▸ What you will do
Skip the images; return every entry exactly.

[Referring expression pointing data]
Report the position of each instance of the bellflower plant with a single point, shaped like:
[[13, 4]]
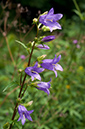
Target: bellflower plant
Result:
[[48, 38], [24, 114], [50, 19], [44, 86], [43, 46], [34, 71], [52, 64]]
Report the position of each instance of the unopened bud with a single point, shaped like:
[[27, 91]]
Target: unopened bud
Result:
[[35, 20], [40, 58], [20, 70], [29, 103], [45, 28], [6, 126]]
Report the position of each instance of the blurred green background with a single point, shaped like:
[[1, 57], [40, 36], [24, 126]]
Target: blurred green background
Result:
[[64, 108]]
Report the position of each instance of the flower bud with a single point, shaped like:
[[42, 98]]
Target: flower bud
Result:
[[45, 28], [20, 70], [40, 58], [6, 126], [35, 20]]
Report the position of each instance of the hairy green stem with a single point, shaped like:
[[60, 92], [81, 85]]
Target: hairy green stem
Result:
[[20, 96]]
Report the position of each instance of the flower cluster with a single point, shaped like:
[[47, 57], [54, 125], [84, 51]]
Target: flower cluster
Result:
[[49, 20]]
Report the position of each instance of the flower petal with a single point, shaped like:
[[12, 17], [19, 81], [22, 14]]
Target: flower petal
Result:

▸ Result of the task
Report the position of each instance of the bellflower plant with a single point, shaped like:
[[13, 4]]
Target: bellflower plant
Result:
[[48, 38], [24, 114], [50, 19], [44, 86], [43, 46], [34, 71], [52, 64]]
Report the position of each instance of the unopened bud with a single point, shaped like:
[[27, 91]]
Target: unopened bud
Result:
[[35, 20], [40, 58], [20, 70], [29, 103], [45, 28], [6, 126]]
Report the position of each instance of the blurred green background with a single point, shaped like:
[[1, 57], [40, 36], [24, 126]]
Target: blurred green background
Result:
[[64, 108]]
Report the position of each instance of the flower bud with a single point, shaped like:
[[42, 98]]
Target: flower bud
Result:
[[45, 28], [20, 70], [40, 58], [6, 126], [35, 20]]
Report the position of each instance of the hairy green stem with a single point, shaped like:
[[60, 92], [81, 85]]
Target: hairy green stem
Result:
[[20, 96]]
Report the position of each instance of the flower cluster with a single point, shaped like:
[[47, 57], [54, 125], [84, 51]]
Target: flower cluster
Result:
[[49, 20]]
Report the position of each instance of the flower petal with a single point, shaped like:
[[12, 17], [19, 81], [22, 14]]
Target: flower petal
Result:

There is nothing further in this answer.